------ Document excerpt

HNLS008R(L) Red HeNe Laser System
Chapter 5: Troubleshooting
Rev C, March 23, 2015
Page 14
Chapter 5
Troubleshooting
5.1. Technical Failures
Problem
Fix
No light is being emanating from
the laser.
Make sure that the aperture is open.
Check to make sure that
the power supply is plugged into a working outlet, and
the connector is fully seated into the back of the laser
housing.
The laser does not work and
there is something rattling
around inside the laser head.
The glass gas tube may have broken during shipping. Please contact
your local tech support office for help.
The laser has low output power.
The laser requires 10 minutes to meet published specifications. Make
sure to let it warm up.
5.2. Application Trouble Shooting
Some sources of trouble of a HeNe laser do not come from the laser failing or being out of spec. In some cases,
these laser are not suited to the application. One common mis-application comes from a HeNe laser, especially a
low power laser (~0.5 mW), being used in a metrology application.
Environment is an important consideration as well. Dirty environments can cause the optics to become
contaminated and the power output to drop below expected levels. Unstable output beams can be caused by
noisy environments with large sources of vibrations. Proper mounting on an optical table can reduce the effects of
ambient vibrations. Temperature is also a factor. If the environment where the laser is being used fluctuates in
temperature, the output power can experience a large amplitude change. Even blowing on the laser tube can
cause the output power to fluctuate significantly.
Randomly polarized lasers are actually rapidly changing, single polarization lasers. When averaged over time, the
light emitted from these lasers appears randomly polarized. However, any polarization optics in the path
(intentional or unintentional) can cause large variations in the output power. Only polarized lasers should be used
in applications that involve polarization optics.

------------
------ Data to use

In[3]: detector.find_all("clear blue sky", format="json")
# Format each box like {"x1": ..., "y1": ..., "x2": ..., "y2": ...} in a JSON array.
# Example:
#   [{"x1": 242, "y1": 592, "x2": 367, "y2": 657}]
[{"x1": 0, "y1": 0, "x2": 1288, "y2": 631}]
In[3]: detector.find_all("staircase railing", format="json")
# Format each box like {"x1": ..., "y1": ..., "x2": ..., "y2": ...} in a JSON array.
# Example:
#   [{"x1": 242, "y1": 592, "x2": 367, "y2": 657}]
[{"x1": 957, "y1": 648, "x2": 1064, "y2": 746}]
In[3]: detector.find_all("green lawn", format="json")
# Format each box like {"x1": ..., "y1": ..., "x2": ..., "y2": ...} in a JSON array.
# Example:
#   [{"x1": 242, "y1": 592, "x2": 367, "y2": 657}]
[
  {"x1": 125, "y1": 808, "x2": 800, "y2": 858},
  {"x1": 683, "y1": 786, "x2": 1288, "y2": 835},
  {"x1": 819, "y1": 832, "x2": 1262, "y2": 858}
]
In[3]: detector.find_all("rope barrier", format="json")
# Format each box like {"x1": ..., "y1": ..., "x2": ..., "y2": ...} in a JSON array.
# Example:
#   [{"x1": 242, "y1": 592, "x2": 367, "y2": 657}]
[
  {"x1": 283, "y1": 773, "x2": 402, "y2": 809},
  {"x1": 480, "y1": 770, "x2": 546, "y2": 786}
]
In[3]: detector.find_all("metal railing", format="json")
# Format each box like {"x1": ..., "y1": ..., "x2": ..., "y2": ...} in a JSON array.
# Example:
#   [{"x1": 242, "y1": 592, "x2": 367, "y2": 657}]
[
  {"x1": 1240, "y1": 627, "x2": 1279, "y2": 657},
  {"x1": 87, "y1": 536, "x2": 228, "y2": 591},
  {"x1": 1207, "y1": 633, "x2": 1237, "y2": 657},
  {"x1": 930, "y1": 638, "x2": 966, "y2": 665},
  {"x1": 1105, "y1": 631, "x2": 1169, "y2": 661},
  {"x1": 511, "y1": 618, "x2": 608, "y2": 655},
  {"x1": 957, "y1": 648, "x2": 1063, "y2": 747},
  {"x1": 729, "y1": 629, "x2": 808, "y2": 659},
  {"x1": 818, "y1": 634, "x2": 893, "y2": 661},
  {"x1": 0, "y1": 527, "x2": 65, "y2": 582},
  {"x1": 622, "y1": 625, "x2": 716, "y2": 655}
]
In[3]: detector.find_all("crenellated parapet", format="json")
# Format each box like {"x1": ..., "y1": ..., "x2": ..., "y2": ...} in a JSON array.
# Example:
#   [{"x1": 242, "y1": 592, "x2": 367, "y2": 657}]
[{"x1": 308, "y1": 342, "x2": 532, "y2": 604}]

------------

__Written exercise 1__: Please count the lines in the listing that contain the string "railing" and reply with the number only.
__Written exercise 2__: Extend the HeNe laser troubleshooting chapter, continuing on from its final sentence.

__Task output 1__: 2

__Task output 2__:
While HeNe lasers are less sensitive to variations caused by back reflections, they are not immune to them. Large
retro-reflections back into the laser can cause unpredictable power changes. A free-space isolator can be used to
reduce or eliminate these effects. If possible, only a small angular deviation is needed to eliminate the back
reflections.
These HeNe lasers are ill suited to any application or experiment where a single frequency or long coherence
length is required.
5.2.1. Noise, Oscillations, and Fluctuation Sources
There are many sources of noise, oscillations and fluctuations of the output of a HeNe laser. One of the most
common is from longitudinal modes drifting into and out of the gain curve. The frequency of these fluctuations
vary from less than a Hz to as high as several kHz, depending on the stability of the environment.
Other, more constant sources of fluctuations are from the following (with corresponding frequencies):
Line Noise from AC High-Voltage Power Supplies (50/60 Hz, 100/120 Hz, etc.)
Switching Noise from DC High-Voltage Power Supplies (40 kHz)
Plasma Oscillation (Tens of MHz)
Transverse Mode Beat Notes (Hundreds of MHz)
Axial Mode Beats (at FSR, Hundreds of MHz)